Your task is to find every line of the data that holds the string "stone" and copy it.

=== Section Start ===

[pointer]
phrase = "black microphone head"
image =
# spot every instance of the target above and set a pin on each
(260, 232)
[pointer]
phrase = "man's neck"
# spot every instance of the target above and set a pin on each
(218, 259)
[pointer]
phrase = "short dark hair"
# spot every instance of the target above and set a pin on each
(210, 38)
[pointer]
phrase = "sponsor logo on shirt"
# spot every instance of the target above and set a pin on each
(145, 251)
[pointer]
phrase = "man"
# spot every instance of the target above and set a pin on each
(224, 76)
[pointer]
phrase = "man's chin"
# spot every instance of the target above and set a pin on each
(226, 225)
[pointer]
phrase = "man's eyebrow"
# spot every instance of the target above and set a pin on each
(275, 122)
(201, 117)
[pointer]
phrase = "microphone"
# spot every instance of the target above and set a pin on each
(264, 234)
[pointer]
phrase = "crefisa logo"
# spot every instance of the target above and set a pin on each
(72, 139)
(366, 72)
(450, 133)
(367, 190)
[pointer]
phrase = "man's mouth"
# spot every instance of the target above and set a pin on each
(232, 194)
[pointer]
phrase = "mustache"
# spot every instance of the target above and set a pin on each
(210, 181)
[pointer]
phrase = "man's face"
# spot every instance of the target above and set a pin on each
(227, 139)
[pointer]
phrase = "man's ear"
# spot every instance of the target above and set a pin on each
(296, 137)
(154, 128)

=== Section End ===
=== Section Start ===

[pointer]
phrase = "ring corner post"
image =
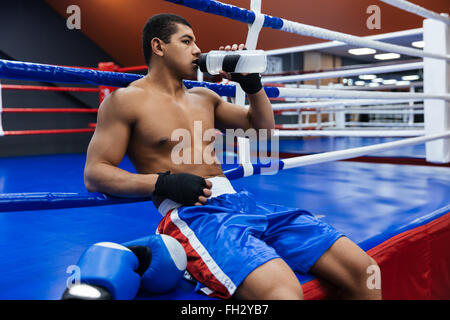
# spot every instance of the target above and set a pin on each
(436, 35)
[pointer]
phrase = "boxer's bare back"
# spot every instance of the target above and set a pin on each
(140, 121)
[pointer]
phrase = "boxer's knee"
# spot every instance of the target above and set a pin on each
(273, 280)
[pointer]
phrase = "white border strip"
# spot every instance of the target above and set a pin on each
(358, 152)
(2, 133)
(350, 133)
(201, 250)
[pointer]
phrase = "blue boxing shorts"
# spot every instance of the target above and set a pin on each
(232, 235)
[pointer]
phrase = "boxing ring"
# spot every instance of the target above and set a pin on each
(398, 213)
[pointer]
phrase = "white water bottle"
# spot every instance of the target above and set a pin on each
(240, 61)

=== Section End ===
=== Section Start ===

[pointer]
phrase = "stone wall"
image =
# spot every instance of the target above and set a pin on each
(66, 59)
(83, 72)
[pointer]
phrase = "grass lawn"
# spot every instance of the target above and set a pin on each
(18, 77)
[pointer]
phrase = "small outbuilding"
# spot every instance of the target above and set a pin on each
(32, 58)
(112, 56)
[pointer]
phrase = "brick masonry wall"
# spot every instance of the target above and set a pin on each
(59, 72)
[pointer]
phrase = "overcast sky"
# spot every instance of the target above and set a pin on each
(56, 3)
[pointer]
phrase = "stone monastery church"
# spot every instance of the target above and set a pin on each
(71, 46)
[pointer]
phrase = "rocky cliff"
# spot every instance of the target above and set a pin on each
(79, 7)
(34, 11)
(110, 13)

=== Section End ===

● **Response**
phrase = "stone wall"
phrase = "stone monastery church"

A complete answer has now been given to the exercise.